## start DATA IN THIS EXERCISE
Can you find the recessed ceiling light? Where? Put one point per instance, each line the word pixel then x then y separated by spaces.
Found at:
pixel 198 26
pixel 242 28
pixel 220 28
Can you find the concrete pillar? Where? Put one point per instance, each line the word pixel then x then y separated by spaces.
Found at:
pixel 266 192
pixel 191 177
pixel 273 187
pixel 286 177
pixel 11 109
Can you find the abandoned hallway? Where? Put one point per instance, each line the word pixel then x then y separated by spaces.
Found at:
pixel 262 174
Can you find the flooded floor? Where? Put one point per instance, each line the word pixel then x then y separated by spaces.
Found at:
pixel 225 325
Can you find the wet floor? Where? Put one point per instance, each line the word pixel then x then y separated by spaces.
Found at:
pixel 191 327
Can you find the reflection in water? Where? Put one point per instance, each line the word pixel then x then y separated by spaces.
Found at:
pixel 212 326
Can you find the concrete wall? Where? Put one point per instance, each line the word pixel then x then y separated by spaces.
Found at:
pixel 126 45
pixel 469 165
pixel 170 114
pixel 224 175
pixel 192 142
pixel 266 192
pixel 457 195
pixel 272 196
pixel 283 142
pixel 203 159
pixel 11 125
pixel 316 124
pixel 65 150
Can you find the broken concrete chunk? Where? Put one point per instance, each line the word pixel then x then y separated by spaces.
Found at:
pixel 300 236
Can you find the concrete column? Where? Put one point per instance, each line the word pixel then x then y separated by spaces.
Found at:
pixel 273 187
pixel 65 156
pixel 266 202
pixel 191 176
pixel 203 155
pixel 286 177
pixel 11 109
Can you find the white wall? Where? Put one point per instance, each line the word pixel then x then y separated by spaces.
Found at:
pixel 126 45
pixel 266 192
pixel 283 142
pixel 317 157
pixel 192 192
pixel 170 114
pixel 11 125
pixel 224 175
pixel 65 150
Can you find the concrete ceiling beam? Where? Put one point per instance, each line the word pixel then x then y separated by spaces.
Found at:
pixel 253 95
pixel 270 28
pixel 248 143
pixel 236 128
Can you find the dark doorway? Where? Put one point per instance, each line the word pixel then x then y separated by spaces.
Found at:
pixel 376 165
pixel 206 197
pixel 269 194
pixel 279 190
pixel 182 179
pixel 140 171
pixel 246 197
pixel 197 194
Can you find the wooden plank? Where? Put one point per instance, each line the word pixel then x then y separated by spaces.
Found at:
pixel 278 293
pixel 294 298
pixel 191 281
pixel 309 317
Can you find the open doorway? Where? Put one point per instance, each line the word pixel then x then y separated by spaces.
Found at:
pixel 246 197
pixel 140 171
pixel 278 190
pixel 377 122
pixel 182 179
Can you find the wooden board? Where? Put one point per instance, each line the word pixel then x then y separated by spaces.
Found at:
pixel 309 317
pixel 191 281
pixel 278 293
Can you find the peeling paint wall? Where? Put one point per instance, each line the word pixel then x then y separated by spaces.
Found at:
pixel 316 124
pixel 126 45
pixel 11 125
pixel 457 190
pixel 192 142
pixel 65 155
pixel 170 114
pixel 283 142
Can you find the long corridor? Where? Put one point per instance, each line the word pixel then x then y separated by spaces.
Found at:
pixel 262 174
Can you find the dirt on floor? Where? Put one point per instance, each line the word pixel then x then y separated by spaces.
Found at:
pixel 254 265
## end DATA IN THIS EXERCISE
## WHAT IS BEING ASKED
Rewrite the listing from the line containing "Can you find the concrete ceiling" down through its final line, substituting "Located at" for every "Found at" and keeping everything else identical.

## REPLY
Can you find the concrete ceiling beam? Where? Put one point per instance, each line the word pixel then x then y separated by spaces.
Located at:
pixel 253 95
pixel 270 28
pixel 248 143
pixel 236 128
Can you find the dark doorway? Where? Put one point per instance, each line the word pixel then x then y separated by spaces.
Located at:
pixel 376 165
pixel 206 197
pixel 269 194
pixel 279 190
pixel 182 179
pixel 140 171
pixel 246 197
pixel 197 194
Can you find the wooden plank? Where? Put one point per instance, each line the word pixel then x then y separated by spaces.
Located at:
pixel 278 293
pixel 294 298
pixel 191 281
pixel 309 317
Can you find the open doorway? Where? Put one point per instance, each line the word pixel then x then y separated by spaces.
Located at:
pixel 246 197
pixel 140 171
pixel 278 190
pixel 377 122
pixel 182 179
Can you find the wooden board? Where? Put one point per instance, each line the word pixel then x then y separated by spaces.
Located at:
pixel 309 317
pixel 191 281
pixel 278 293
Can you find the peeling paint wall? Where? Put one point per instance, each line the word pixel then x then y separated by spaces.
Located at:
pixel 316 124
pixel 126 45
pixel 11 125
pixel 457 190
pixel 192 142
pixel 65 155
pixel 170 114
pixel 283 142
Can you find the long corridor? Where? Put one point per instance, each line the word pixel then x then y separated by spaces.
Located at:
pixel 262 174
Can you find the dirt on floor? Where? Put one point per instance, each line the word pixel then x then y separated by spaces.
Located at:
pixel 254 265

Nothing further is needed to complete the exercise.